Scan the entries below, and for each line that includes the word "this", make a copy.
>>>
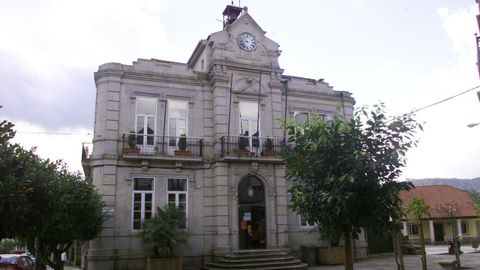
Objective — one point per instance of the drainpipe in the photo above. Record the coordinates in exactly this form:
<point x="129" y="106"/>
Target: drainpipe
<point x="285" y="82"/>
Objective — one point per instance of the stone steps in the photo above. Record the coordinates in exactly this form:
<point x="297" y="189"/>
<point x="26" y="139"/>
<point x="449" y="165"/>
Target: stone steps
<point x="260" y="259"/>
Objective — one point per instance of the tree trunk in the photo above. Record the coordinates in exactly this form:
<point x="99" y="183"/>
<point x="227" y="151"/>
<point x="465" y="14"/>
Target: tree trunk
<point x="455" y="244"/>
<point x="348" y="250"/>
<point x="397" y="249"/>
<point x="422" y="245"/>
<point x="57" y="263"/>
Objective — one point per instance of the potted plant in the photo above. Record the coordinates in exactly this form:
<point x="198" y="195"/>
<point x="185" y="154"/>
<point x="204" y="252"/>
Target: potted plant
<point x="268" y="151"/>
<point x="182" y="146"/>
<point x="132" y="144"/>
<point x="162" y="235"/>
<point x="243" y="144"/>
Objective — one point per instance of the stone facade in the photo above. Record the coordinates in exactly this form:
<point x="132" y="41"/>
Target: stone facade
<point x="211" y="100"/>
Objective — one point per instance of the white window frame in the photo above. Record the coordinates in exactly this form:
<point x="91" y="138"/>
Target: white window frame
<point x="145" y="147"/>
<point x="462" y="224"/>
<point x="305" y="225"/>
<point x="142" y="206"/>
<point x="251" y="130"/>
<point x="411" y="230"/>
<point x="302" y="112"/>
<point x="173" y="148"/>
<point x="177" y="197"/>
<<<
» Result
Objective — one point per instance of the drainpipe in the photo above. Record the coordinates in exactly this form:
Objective — one point per instance of the stone steps in the photo above. Record the coordinates in exactly this form:
Objective — one point per instance of the tree trunk in the photo above. Record the coordinates in exactly this form:
Objective — one point per instance of the potted plant in the photo above. Record the coordinates in exactly this form:
Objective — one point per instance of the stone facade in the photo above. Record the coordinates in exactly this form:
Objective — one point per instance of the white window frame in the photo above. Record the coordinates in exactly this form:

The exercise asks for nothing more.